- Enunciado:
Prosigue el texto sobre el Exultet y la alegría de la Pascua a partir de su última oración.

- Texto proporcionado:

------------------------------------------------------------------------

Al inicio de la Vigilia Pascual el diácono canta un bellísimo canto, el Exultet, un «pregón» que se remonta quizás ya al siglo V, que alaba la luz verdadera que es Cristo y difunde la alegría de la Pascua, porque Cristo ha resucitado: “Exulten por fin los coros de los ángeles. Exulten las jerarquías del cielo, y por la victoria de Rey tan poderoso, que las trompetas anuncien la salvación. Goce también la tierra, inundada de tanta claridad, y que, radiante con el fulgor del Rey eterno, se sienta libre de la tiniebla, que cubría el orbe entero. Alégrese también nuestra madre la Iglesia, revestida de luz tan brillante; resuene este templo con las aclamaciones del pueblo”. Los cristianos no podemos ceder a la tristeza, porque el Señor ha vencido la tristeza del pecado, del mal y de la muerte, y vive para siempre. Debemos vivir «siempre alegres en el Señor”, como recomienda S. Pablo (Fil 4,4).

------------------------------------------------------------------------

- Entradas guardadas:
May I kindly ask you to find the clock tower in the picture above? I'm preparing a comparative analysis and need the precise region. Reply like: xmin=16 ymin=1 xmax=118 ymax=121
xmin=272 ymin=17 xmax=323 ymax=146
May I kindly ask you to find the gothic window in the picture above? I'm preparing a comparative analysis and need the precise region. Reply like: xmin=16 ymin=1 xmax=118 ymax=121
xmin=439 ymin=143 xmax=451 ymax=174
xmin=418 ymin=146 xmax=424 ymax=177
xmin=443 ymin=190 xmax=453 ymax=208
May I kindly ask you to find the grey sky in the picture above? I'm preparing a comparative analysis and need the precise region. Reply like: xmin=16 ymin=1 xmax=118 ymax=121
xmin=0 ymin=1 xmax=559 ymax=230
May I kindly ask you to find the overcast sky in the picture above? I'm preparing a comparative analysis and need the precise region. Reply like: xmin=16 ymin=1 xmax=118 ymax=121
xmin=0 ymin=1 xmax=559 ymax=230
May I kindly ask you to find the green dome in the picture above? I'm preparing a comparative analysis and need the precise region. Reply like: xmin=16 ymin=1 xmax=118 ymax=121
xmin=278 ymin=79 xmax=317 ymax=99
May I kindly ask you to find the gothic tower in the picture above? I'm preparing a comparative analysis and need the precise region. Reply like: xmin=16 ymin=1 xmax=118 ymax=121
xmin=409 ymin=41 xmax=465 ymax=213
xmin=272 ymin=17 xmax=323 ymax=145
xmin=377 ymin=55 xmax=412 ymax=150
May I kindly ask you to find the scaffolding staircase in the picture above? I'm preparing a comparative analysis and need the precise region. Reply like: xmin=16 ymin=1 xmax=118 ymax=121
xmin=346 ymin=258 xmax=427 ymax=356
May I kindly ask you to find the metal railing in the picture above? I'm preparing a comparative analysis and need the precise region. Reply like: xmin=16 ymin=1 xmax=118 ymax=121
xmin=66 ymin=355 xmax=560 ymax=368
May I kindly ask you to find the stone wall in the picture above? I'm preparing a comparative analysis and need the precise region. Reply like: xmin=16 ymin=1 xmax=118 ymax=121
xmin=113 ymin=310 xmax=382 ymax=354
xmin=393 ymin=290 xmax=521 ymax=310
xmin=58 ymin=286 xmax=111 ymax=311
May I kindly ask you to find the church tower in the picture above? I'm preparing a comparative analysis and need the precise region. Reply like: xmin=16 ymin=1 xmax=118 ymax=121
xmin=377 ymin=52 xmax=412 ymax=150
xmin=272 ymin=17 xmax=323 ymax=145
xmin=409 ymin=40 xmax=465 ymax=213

------------------------------------------------------------------------

- Respuesta esperada:
Pascua es el tiempo litúrgico más importante para los cristianos y tiene una palabra fundamental que la condensa, que es el Aleluya. El sentido bíblico de este término, que tiene su origen en la expresión hebrea «hallĕlū-Yah», significa «¡Alabad a Dios!». Cantar el aleluya con profusión, como hay que hacerlo en la Pascua, es celebrar la victoria de Cristo y anunciarla a todo el mundo y en todas partes. Siempre deberíamos alabar a Dios en nuestras vidas y la mejor manera de hacerlo es amando, sirviendo, agradeciendo, especialmente dedicándonos a los demás, a los más necesitados. Y siendo testigos de vida y de resurrección, como recomendaba Cristo a los apóstoles. Hay que ser testigos de Jesús, es decir, dar fe de lo que hemos visto y oído sobre Jesús, de lo que hemos experimentado con Él, y transmitirlo con el compromiso de cada día. Tendremos alegría si perseveramos en su amor y somos amigos de Jesús, que mantienen un diálogo amoroso con Él, por la oración y la confianza.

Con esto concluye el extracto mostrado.